▸ EXCERPT TO READ:
============================================================

EOS Volcanology Logo EOS Volcanology Slide Set #1
Plumes, Thermal Studies, and Mapping

PLUMES

SLIDE #1 (111K)
Space Shuttle photograph of the Mt. Spurr, Alaska, eruption plume. This view is a good match to the one obtained from TOMS data (Slide #2) on August 20, 1992. The brownish streak on the right half of the image is the volcanic cloud. Space Shuttle image # STS47-151-645, supplied by Cindy Evans, Lockheed Corporation.


SLIDE #2 (114K)
The Total Ozone Mapping Spectrometer (TOMS) on Nimbus 7 recorded the dispersal of the Mt. Spurr plume by mapping the sulfur dioxide released by the eruption. This image shows the plume the day after an eruption on August 19, 1992. Image supplied by Gregg Bluth and Arlin Krueger, NASA Goddard Space Flight Center.


SLIDE #3 (117K)

============================================================

▸ SUPPLIED DATA:

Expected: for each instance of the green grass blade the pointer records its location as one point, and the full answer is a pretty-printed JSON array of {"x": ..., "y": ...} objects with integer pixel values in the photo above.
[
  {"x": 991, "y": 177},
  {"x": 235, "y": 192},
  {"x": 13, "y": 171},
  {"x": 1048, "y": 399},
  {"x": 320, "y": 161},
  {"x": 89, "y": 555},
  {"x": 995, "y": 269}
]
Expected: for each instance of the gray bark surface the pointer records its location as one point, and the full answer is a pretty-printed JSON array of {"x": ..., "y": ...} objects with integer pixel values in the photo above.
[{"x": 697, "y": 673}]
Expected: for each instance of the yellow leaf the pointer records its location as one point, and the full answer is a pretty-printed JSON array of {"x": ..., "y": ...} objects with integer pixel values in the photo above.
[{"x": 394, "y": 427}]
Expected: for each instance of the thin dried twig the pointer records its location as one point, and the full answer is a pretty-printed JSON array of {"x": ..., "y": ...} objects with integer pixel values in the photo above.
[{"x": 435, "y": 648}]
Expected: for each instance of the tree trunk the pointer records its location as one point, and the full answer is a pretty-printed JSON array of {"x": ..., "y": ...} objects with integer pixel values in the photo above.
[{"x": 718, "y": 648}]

============================================================

▸ EXERCISE TASKS:
• a. In the volcanology slide set, which instrument on Nimbus 7 mapped the sulfur dioxide from the Mt. Spurr eruption?
• b. Write the next part of the volcanology slide set, picking up right after its last heading.
The lines have nothing to do with the volcanology slide set.

▸ TASK RESULTS:
• a. The Total Ozone Mapping Spectrometer (TOMS).

• b.
Daily TOMS observations have been used to study the dispersal of the Mt. Spurr plume. This has practical benefits, because as the plume went across the Midwest, air traffic controllers had to divert many planes going to Chicago over concerns about aircraft engines ingesting the fine ash. This slide shows the daily location of the plume between September 17 and 21, 1992. Image supplied by Gregg Bluth and Arlin Krueger, NASA Goddard Space Flight Center.


SLIDE #4 (73K)
One of the few opportunities to calibrate TOMS observations of sulfur dioxide arose when the Mt. Spurr cloud crossed over Toronto on September 19, 1992. A Brewer spectrometer was looking up at the plume, thereby allowing both the Nimbus 7 and Meteor 3 TOMS instruments to be directly compared with ground observations. Image supplied by Gregg Bluth and Arlin Krueger, NASA Goddard Space Flight Center.


SLIDE #5 (174K)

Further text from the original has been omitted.